The listing below is to be output in its exact form.

[begin Supplied information]

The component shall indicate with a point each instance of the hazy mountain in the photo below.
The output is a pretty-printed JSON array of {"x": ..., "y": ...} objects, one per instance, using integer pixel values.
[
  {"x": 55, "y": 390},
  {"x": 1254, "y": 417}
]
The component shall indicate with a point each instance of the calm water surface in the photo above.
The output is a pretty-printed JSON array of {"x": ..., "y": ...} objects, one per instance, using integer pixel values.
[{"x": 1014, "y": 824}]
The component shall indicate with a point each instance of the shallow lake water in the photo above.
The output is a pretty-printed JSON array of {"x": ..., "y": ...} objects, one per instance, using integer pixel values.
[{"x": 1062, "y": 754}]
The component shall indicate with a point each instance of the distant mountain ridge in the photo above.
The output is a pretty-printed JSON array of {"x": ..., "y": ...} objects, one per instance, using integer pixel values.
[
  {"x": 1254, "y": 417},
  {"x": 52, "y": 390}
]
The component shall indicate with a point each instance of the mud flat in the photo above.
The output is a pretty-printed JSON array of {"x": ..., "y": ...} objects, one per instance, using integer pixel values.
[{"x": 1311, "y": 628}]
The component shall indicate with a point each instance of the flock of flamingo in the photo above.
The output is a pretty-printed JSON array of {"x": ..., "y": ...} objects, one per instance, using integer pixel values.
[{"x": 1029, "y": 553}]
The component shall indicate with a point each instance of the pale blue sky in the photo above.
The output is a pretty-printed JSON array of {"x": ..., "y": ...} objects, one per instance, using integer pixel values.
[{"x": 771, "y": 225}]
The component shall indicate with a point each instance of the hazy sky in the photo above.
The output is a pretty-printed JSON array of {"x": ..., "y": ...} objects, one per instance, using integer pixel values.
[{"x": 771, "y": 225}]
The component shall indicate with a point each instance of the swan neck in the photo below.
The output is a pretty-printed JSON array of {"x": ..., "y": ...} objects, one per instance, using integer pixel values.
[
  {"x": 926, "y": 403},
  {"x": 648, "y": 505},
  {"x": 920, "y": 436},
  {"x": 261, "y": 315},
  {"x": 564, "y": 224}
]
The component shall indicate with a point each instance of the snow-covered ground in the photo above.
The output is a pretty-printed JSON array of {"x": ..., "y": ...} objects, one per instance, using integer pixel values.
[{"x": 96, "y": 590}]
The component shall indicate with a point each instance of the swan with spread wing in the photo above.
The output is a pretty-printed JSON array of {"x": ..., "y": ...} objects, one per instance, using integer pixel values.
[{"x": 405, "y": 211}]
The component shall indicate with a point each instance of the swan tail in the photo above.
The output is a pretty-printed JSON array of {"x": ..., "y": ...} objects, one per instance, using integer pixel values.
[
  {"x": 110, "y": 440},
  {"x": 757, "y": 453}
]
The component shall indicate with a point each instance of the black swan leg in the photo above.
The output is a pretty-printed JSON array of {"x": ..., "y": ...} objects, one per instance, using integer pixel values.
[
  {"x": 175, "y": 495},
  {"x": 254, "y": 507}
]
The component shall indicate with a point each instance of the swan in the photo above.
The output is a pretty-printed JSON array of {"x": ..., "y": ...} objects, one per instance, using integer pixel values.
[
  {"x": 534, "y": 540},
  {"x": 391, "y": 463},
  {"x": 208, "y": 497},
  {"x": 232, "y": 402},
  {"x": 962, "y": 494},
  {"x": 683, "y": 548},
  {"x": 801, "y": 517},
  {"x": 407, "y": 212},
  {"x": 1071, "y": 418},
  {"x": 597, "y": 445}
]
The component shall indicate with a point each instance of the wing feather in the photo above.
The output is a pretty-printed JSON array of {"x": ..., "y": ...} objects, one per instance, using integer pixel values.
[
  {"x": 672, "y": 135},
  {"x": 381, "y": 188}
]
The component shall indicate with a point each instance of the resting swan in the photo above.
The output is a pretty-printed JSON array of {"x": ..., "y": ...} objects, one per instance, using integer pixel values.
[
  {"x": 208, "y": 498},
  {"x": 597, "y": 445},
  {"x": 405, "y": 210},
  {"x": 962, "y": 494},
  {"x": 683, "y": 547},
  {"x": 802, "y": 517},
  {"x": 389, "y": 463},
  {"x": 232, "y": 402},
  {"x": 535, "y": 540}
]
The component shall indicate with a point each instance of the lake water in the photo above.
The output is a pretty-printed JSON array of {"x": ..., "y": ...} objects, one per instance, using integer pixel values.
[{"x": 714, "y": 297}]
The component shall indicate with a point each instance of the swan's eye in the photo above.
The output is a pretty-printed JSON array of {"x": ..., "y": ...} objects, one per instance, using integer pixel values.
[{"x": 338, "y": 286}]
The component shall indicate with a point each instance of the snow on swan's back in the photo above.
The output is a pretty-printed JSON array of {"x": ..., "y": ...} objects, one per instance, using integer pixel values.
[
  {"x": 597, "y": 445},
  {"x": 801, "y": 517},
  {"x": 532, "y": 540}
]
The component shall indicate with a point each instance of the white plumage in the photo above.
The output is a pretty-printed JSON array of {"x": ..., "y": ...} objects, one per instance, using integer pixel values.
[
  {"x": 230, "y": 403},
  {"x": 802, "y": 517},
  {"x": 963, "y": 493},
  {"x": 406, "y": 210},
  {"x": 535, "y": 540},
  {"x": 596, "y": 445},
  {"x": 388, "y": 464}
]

[end Supplied information]

### Output
The component shall indicate with a point each instance of the hazy mountain in the photo below.
The output is a pretty-printed JSON array of {"x": ..., "y": ...} objects, one per instance, using integer pixel values.
[
  {"x": 55, "y": 390},
  {"x": 1254, "y": 417}
]
The component shall indicate with a point each instance of the calm water surface in the photo above.
The output is a pretty-printed JSON array of {"x": ..., "y": ...} objects, one per instance, using integer pixel values.
[{"x": 1014, "y": 824}]
The component shall indicate with a point each instance of the shallow lake water in the photo above.
The output is a pretty-printed JSON array of {"x": ..., "y": ...} objects, one per instance, using integer pixel values.
[{"x": 1062, "y": 754}]
The component shall indicate with a point each instance of the distant mountain ridge in the photo above.
The output is a pretty-printed JSON array of {"x": ..., "y": ...} objects, one per instance, using integer pixel values.
[
  {"x": 1254, "y": 417},
  {"x": 52, "y": 390}
]
The component shall indicate with a point each instance of the mud flat in the photo above.
The output is a pretty-printed JSON array of {"x": ..., "y": ...} objects, one per instance, using integer pixel values.
[{"x": 1311, "y": 628}]
The component shall indicate with a point each instance of the flock of flamingo in the photo above.
The output is a pretty-printed JSON array of {"x": ..., "y": ...} objects, one per instance, using integer pixel values.
[{"x": 1029, "y": 553}]
The component shall indicate with a point each instance of the pale blue sky in the photo above.
The output is a pretty-printed JSON array of {"x": ..., "y": ...} objects, one per instance, using integer pixel values.
[{"x": 771, "y": 225}]
The component shall indicate with a point each instance of the hazy sky in the photo above.
The output is a pretty-printed JSON array of {"x": ..., "y": ...} objects, one per instance, using integer pixel values.
[{"x": 771, "y": 225}]
The component shall indicate with a point each instance of the swan neck in the photo below.
The output is a pretty-printed JSON array of {"x": ..., "y": ...} objects, one per instance, using integer pixel values.
[
  {"x": 926, "y": 403},
  {"x": 648, "y": 505},
  {"x": 920, "y": 436},
  {"x": 261, "y": 315},
  {"x": 564, "y": 224}
]
The component shall indicate with a point each instance of the snow-covered ground in the photo above.
The output is a pretty-printed JSON array of {"x": ..., "y": ...} objects, one per instance, using integer pixel values.
[{"x": 96, "y": 590}]
The component shall indicate with a point each instance of the swan with spread wing in the photo above.
The output is a pretty-printed JSON array of {"x": ..., "y": ...} objects, one per instance, using integer pixel values.
[{"x": 405, "y": 211}]
The component shall indicate with a point each instance of the swan tail in the photo above.
The output is a pretty-printed JSON array of {"x": ..., "y": ...} objects, one per instance, using integer pixel values.
[
  {"x": 110, "y": 440},
  {"x": 757, "y": 453}
]
The component shall indicate with a point each instance of the black swan leg in the photo above.
The output is a pretty-printed JSON array of {"x": ..., "y": ...} objects, one per instance, using integer pixel values.
[
  {"x": 175, "y": 495},
  {"x": 254, "y": 507}
]
The component shall indicate with a point each instance of the swan in the photo above.
The output is a pretty-printed JSON array of {"x": ..., "y": ...} objects, one per instance, using integer pixel values.
[
  {"x": 534, "y": 540},
  {"x": 391, "y": 463},
  {"x": 208, "y": 497},
  {"x": 232, "y": 402},
  {"x": 962, "y": 494},
  {"x": 683, "y": 548},
  {"x": 801, "y": 517},
  {"x": 407, "y": 212},
  {"x": 1071, "y": 418},
  {"x": 597, "y": 445}
]
The component shall indicate with a point each instance of the wing feather in the photo above.
The output is a pretty-printed JSON array of {"x": ..., "y": ...} objects, one per instance, using integer pixel values.
[
  {"x": 672, "y": 135},
  {"x": 381, "y": 188}
]
The component shall indicate with a point each instance of the resting swan in the photo above.
The output is a pretty-printed JSON array of {"x": ..., "y": ...} objects, one per instance, using integer pixel values.
[
  {"x": 208, "y": 498},
  {"x": 597, "y": 445},
  {"x": 405, "y": 210},
  {"x": 962, "y": 494},
  {"x": 683, "y": 547},
  {"x": 802, "y": 517},
  {"x": 389, "y": 463},
  {"x": 232, "y": 402},
  {"x": 535, "y": 540}
]
The component shall indicate with a point each instance of the lake water in the photo above.
The output is a pretty-printed JSON array of {"x": ..., "y": ...} objects, one per instance, using integer pixel values.
[{"x": 714, "y": 297}]
The component shall indicate with a point each instance of the swan's eye in the photo above.
The output is a pretty-printed JSON array of {"x": ..., "y": ...} objects, one per instance, using integer pixel values.
[{"x": 338, "y": 286}]
The component shall indicate with a point each instance of the snow on swan's back in the photo above.
The output is a pretty-printed JSON array of {"x": ..., "y": ...} objects, one per instance, using integer pixel values.
[
  {"x": 597, "y": 445},
  {"x": 801, "y": 517},
  {"x": 532, "y": 540}
]
The component shall indicate with a point each instance of the white plumage in the photo above.
The output is a pretty-printed JSON array of {"x": ..., "y": ...} objects, one per instance, using integer pixel values.
[
  {"x": 230, "y": 403},
  {"x": 802, "y": 517},
  {"x": 963, "y": 493},
  {"x": 406, "y": 210},
  {"x": 535, "y": 540},
  {"x": 596, "y": 445},
  {"x": 388, "y": 464}
]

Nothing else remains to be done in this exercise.